DATA PROVIDED Start Marker
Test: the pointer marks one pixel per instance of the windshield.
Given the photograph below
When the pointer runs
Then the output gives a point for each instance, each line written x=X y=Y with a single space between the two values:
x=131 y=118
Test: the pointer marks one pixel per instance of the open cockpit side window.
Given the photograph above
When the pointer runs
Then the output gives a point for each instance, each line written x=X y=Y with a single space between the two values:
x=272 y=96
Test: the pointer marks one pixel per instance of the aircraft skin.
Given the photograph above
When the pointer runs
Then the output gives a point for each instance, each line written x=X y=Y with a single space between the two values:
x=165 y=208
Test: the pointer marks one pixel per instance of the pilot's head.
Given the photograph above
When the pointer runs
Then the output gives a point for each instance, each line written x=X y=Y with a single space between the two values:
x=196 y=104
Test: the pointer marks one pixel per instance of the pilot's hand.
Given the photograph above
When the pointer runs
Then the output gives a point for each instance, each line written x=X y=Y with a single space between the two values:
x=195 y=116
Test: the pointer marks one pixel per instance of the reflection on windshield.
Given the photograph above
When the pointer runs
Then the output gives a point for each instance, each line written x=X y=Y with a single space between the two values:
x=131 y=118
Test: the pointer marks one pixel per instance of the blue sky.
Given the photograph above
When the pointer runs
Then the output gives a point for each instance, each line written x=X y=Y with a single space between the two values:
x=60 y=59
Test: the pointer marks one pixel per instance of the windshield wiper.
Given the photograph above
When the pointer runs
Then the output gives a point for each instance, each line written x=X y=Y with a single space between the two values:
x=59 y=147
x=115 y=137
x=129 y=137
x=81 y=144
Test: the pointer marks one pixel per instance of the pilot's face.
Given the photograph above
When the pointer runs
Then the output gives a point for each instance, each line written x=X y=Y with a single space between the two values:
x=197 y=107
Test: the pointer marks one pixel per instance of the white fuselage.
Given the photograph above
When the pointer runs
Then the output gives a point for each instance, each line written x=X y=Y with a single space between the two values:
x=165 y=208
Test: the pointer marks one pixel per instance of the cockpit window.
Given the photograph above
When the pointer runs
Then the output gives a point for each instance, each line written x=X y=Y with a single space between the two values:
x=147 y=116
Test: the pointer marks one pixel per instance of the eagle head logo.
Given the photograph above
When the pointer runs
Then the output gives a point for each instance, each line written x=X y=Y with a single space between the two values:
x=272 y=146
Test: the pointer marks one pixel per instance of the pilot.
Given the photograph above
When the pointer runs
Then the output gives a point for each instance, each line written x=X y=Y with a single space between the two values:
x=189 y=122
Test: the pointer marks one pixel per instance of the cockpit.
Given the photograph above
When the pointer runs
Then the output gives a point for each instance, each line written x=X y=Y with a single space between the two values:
DATA PROVIDED End Marker
_EXERCISE AIM:_
Take the lines above and retype all of them exactly.

_TASK SOLUTION:_
Test: the pointer marks one pixel per instance of the windshield.
Given the photograph below
When the pointer runs
Then the output gives a point for each instance, each line written x=X y=Y with a single space between the two values:
x=131 y=118
Test: the pointer marks one pixel per instance of the open cockpit side window.
Given the photograph above
When the pointer runs
Then the output gives a point for each instance, each line written x=X y=Y with a single space between the two values:
x=272 y=96
Test: the pointer marks one pixel per instance of the aircraft skin.
Given the photograph above
When the pointer runs
Then the output gives a point for each instance, each line written x=X y=Y with a single space between the two values:
x=165 y=208
Test: the pointer marks one pixel per instance of the pilot's head.
Given the photograph above
When the pointer runs
Then the output gives a point for each instance, each line written x=X y=Y with a single space between the two values:
x=196 y=104
Test: the pointer marks one pixel per instance of the pilot's hand.
Given the photograph above
When the pointer runs
Then the output gives a point for each instance, each line written x=X y=Y with a single space between the two values:
x=195 y=116
Test: the pointer marks one pixel per instance of the reflection on windshield.
Given the photograph above
When the pointer runs
Then the output gives a point for each instance, each line written x=X y=Y with a single space between the two values:
x=131 y=118
Test: the pointer marks one pixel per instance of the blue sky.
Given the photograph above
When the pointer runs
Then the output gives a point for each instance, each line written x=X y=Y with a single space between the two values:
x=60 y=59
Test: the pointer marks one pixel per instance of the windshield wiper.
Given the photograph above
When the pointer runs
Then the output gives a point for each instance, each line written x=X y=Y with a single space between the two values:
x=59 y=147
x=115 y=137
x=129 y=137
x=81 y=144
Test: the pointer marks one pixel per instance of the pilot's face.
Given the photograph above
When the pointer runs
Then the output gives a point for each instance, each line written x=X y=Y with a single space between the two values:
x=197 y=107
Test: the pointer marks one pixel per instance of the white fuselage.
Given the photograph above
When the pointer runs
Then the output gives a point for each instance, each line written x=X y=Y with a single space between the two values:
x=165 y=208
Test: the pointer marks one pixel per instance of the cockpit window.
Given the photograph above
When the pointer runs
Then the output gives a point for each instance, each line written x=X y=Y with a single space between the two values:
x=147 y=116
Test: the pointer marks one pixel per instance of the eagle head logo.
Given the photograph above
When the pointer runs
Then the output gives a point for each instance, each line written x=X y=Y with a single space between the two values:
x=272 y=146
Test: the pointer marks one pixel per instance of the pilot.
Given the photograph above
When the pointer runs
Then the output gives a point for each instance, each line written x=X y=Y with a single space between the two values:
x=189 y=122
Test: the pointer marks one pixel per instance of the cockpit.
Given the photograph above
When the pointer runs
Then the output gives a point for each instance, each line written x=X y=Y with a single space between the two values:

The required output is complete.